(Beginning of TASK INPUTS)
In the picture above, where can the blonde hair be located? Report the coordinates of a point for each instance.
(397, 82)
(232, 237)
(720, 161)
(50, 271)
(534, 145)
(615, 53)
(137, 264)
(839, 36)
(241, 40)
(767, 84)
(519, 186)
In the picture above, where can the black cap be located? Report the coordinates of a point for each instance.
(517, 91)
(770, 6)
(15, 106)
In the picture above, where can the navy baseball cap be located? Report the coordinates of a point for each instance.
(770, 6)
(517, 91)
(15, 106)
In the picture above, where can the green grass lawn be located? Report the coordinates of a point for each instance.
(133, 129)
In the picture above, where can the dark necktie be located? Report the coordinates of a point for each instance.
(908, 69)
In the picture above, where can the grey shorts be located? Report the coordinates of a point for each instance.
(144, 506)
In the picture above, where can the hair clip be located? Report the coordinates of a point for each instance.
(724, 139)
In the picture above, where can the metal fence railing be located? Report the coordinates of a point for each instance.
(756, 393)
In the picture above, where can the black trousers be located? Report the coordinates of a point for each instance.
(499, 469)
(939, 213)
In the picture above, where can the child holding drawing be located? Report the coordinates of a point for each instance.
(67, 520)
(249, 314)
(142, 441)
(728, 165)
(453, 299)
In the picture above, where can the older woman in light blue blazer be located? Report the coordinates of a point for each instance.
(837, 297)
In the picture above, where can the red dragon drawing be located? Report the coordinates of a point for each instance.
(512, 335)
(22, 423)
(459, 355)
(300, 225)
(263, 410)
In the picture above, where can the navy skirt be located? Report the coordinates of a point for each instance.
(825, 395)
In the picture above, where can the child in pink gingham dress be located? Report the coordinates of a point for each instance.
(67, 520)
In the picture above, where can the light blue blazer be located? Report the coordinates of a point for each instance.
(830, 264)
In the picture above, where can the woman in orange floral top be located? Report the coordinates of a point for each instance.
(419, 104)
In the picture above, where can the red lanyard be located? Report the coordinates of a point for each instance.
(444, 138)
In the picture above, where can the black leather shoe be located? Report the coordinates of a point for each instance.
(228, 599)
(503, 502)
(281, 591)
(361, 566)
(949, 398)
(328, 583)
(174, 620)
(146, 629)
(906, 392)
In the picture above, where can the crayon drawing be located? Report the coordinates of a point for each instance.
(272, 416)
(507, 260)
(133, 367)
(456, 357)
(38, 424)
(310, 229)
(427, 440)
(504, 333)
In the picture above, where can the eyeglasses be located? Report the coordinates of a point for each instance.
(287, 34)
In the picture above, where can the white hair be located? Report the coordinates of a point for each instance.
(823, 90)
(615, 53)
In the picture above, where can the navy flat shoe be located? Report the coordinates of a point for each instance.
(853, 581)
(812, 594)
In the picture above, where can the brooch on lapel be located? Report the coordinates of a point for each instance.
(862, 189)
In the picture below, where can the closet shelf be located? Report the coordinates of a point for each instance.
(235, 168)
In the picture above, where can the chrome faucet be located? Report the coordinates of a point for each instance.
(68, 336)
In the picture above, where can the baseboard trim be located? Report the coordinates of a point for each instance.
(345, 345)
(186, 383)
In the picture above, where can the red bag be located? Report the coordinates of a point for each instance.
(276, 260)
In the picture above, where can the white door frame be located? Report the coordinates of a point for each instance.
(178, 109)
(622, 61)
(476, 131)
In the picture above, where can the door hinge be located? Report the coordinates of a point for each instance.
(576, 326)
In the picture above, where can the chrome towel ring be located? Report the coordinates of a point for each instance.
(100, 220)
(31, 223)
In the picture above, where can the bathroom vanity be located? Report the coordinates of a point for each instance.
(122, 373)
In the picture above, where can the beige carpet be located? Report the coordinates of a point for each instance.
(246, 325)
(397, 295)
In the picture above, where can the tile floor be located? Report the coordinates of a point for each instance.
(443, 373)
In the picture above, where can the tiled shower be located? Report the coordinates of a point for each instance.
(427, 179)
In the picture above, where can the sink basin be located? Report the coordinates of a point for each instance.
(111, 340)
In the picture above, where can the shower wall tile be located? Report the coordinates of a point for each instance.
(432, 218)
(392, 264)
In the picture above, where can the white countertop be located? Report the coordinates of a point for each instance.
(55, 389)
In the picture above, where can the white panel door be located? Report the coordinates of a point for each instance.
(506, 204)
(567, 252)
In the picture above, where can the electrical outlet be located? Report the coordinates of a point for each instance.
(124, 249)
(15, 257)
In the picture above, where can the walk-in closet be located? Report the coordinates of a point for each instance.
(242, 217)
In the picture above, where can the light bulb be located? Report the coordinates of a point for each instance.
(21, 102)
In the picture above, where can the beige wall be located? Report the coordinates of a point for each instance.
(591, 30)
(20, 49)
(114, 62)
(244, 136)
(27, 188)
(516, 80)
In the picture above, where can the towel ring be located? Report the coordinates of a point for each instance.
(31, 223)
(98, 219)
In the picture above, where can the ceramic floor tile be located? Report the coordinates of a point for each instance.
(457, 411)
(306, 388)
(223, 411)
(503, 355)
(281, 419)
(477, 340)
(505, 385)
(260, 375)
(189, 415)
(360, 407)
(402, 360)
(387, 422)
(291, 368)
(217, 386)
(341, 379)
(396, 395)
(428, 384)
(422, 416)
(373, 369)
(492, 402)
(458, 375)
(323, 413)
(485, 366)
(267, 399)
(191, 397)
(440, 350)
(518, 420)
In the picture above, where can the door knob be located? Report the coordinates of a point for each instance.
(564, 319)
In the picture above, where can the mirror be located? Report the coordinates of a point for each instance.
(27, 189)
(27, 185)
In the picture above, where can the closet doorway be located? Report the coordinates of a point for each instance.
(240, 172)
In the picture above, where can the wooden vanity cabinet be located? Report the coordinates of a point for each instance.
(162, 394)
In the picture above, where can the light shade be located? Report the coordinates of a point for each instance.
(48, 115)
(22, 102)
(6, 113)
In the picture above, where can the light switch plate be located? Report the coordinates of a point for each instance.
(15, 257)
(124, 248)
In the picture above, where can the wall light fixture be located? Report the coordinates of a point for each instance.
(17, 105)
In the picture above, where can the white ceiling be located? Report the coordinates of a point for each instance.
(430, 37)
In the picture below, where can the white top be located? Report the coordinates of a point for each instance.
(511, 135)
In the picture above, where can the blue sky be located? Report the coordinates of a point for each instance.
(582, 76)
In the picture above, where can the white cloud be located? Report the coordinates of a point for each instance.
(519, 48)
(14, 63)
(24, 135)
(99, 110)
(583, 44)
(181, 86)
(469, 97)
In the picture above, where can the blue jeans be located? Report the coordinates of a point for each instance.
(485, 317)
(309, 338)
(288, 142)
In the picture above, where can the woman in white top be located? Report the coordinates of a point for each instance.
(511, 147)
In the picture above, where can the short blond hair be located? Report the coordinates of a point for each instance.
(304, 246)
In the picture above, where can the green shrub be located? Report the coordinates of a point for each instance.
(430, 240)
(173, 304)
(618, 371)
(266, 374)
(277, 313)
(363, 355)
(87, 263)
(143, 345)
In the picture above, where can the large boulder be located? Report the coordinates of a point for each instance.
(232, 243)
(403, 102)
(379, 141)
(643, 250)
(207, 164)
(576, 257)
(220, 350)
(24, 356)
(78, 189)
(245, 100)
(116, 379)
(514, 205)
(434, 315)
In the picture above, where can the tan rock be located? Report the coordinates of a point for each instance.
(End of TASK INPUTS)
### WORK TO BE COMPLETED:
Start at the top line of the records and retype them all exactly.

### EXPECTED ANSWER:
In the picture above, where can the blonde hair be located? Report the coordinates of a point for each instance.
(397, 82)
(232, 237)
(720, 161)
(50, 271)
(534, 145)
(615, 53)
(137, 264)
(839, 36)
(241, 40)
(767, 84)
(519, 186)
In the picture above, where can the black cap be located? Report the coordinates of a point for each instance.
(517, 91)
(770, 6)
(15, 106)
In the picture above, where can the navy baseball cap be located? Report the coordinates of a point for each instance.
(770, 6)
(517, 91)
(15, 106)
In the picture above, where can the green grass lawn be located? Report the coordinates of a point for each instance.
(133, 129)
In the picture above, where can the dark necktie be located? Report the coordinates of a point for each instance.
(908, 69)
In the picture above, where can the grey shorts be located? Report the coordinates of a point for each instance.
(144, 506)
In the picture above, where can the hair clip be located? Report the coordinates of a point for each instance.
(724, 139)
In the picture above, where can the metal fence railing be located? Report the coordinates of a point for each instance.
(756, 393)
In the picture above, where can the black trousers be located? Report the coordinates of a point for each instance.
(499, 469)
(939, 213)
In the picture above, where can the child holding drawing be located? Report the coordinates of a point for each instance.
(67, 520)
(249, 314)
(142, 441)
(728, 165)
(453, 299)
In the picture above, where can the older woman in light blue blazer be located? Report the coordinates of a point for each instance.
(837, 297)
In the picture above, where can the red dragon drawing be located? Report the coordinates of a point for each instance.
(512, 335)
(22, 423)
(459, 355)
(300, 225)
(263, 410)
In the picture above, where can the navy skirt be located? Report the coordinates of a point for each instance.
(825, 395)
In the picture above, where can the child in pink gingham dress be located? Report the coordinates of a point for each instance.
(67, 520)
In the picture above, where can the light blue blazer be located? Report the coordinates of a point for each instance.
(830, 264)
In the picture above, where can the woman in orange floral top be located? Report the coordinates of a point for each instance.
(419, 104)
In the picture above, where can the red lanyard be located? Report the coordinates of a point for each instance.
(444, 138)
In the picture above, where can the black leather shoe be located? Report the coordinates of a point for each instance.
(228, 599)
(503, 502)
(281, 591)
(361, 566)
(949, 398)
(328, 583)
(174, 620)
(146, 629)
(906, 392)
In the picture above, where can the crayon drawing be located? Report the coordinates of a point for each instance.
(272, 416)
(507, 260)
(133, 367)
(456, 357)
(38, 424)
(310, 229)
(427, 440)
(504, 333)
In the picture above, where can the eyeglasses be located? Report the coordinates of a point for each instance.
(287, 34)
In the picture above, where can the white hair be located? Report the coordinates of a point for each instance.
(823, 90)
(615, 53)
In the picture above, where can the navy flat shoe be located? Report the coordinates of a point for each instance.
(853, 581)
(812, 594)
In the picture above, where can the brooch on lapel be located? Report the coordinates of a point for each instance.
(862, 189)
In the picture below, where can the closet shelf be located? Report the coordinates of a point for each instance.
(235, 168)
In the picture above, where can the chrome faucet be located? Report the coordinates of a point for each instance.
(68, 336)
In the picture above, where can the baseboard trim be located? Report the coordinates of a point for each instance.
(345, 345)
(186, 383)
In the picture above, where can the red bag be located? Report the coordinates of a point for each instance.
(276, 260)
In the picture above, where can the white door frame be located? Report the coordinates of a point for each instance.
(178, 109)
(622, 61)
(476, 131)
In the picture above, where can the door hinge be located? Report the coordinates of a point for each instance.
(576, 326)
In the picture above, where can the chrome towel ring be located? Report the coordinates of a point for each instance.
(100, 220)
(31, 223)
In the picture above, where can the bathroom vanity be located? Report the coordinates of a point for each instance.
(122, 373)
In the picture above, where can the beige carpet be located? Report the coordinates of a point for each instance.
(246, 325)
(397, 295)
In the picture above, where can the tile floor be located? Report the coordinates of a point for each instance.
(443, 373)
In the picture above, where can the tiled shower be located? Report the coordinates of a point for each instance.
(427, 179)
In the picture above, where can the sink basin be located? Report the coordinates of a point for each instance.
(111, 340)
In the picture above, where can the shower wall tile be located? Report the coordinates of a point for each instance.
(432, 218)
(392, 264)
In the picture above, where can the white countertop be located? Report the coordinates of a point for each instance.
(55, 389)
In the picture above, where can the white panel door be located? Report the coordinates of a point for each instance.
(506, 204)
(567, 252)
In the picture above, where can the electrical outlet be located? Report the coordinates of a point for each instance.
(124, 249)
(15, 257)
In the picture above, where can the walk-in closet be located? Report the coordinates of a point for each instance.
(242, 217)
In the picture above, where can the light bulb be located? Report the coordinates of a point for each instance.
(21, 102)
In the picture above, where can the beige wall be located? Report the coordinates of a point for each instance.
(591, 30)
(20, 49)
(114, 62)
(244, 136)
(27, 188)
(516, 80)
In the picture above, where can the towel ring be located? Report the coordinates of a point for each instance.
(31, 223)
(98, 219)
In the picture above, where can the ceramic floor tile be located? Report the coordinates of a point for each instance.
(457, 411)
(306, 388)
(223, 411)
(503, 355)
(281, 419)
(477, 340)
(505, 385)
(260, 375)
(189, 415)
(360, 407)
(402, 360)
(387, 422)
(291, 368)
(217, 386)
(341, 379)
(396, 395)
(428, 384)
(422, 416)
(373, 369)
(492, 402)
(458, 375)
(323, 413)
(485, 366)
(267, 399)
(191, 397)
(440, 350)
(518, 420)
In the picture above, where can the door knob be located? Report the coordinates of a point for each instance.
(564, 319)
In the picture above, where can the mirror be located? Report the coordinates of a point for each instance.
(27, 189)
(27, 185)
In the picture above, where can the closet doorway be located? Report the coordinates of a point for each instance.
(240, 172)
In the picture above, where can the wooden vanity cabinet be located? Report the coordinates of a point for each instance.
(162, 394)
In the picture above, where can the light shade be located? Report the coordinates of a point for each instance.
(48, 115)
(22, 102)
(6, 113)
In the picture above, where can the light switch plate be located? Report the coordinates of a point for each instance.
(15, 257)
(124, 248)
In the picture above, where can the wall light fixture be located? Report the coordinates of a point for each instance.
(17, 105)
In the picture above, where can the white ceiling be located? Report the coordinates of a point for each instance.
(430, 37)
In the picture below, where can the white top be located? Report the coordinates of a point for each instance.
(511, 135)
In the picture above, where can the blue sky be located? Report the coordinates of a point for each instance.
(582, 76)
In the picture above, where can the white cloud be located? Report the coordinates of a point for each instance.
(519, 48)
(14, 63)
(24, 135)
(99, 110)
(583, 44)
(181, 86)
(469, 97)
In the picture above, where can the blue jeans be located? Report the coordinates of a point for each instance.
(485, 317)
(309, 338)
(288, 142)
In the picture above, where can the woman in white top be located? Report the coordinates of a point for each instance.
(511, 147)
In the picture above, where can the short blond hair be located? Report the coordinates of a point for each instance.
(304, 246)
In the picture above, where can the green shrub be located? Report the coordinates of a point for each instance.
(430, 240)
(173, 304)
(618, 371)
(266, 374)
(277, 313)
(363, 355)
(87, 263)
(143, 345)
In the picture above, where can the large boulder be located? Report the coordinates of a point for each instance.
(232, 243)
(403, 102)
(379, 141)
(643, 250)
(207, 164)
(576, 257)
(220, 350)
(24, 356)
(78, 189)
(245, 100)
(116, 379)
(514, 205)
(434, 315)
In the picture above, where can the tan rock be located? Report the coordinates of a point for each instance.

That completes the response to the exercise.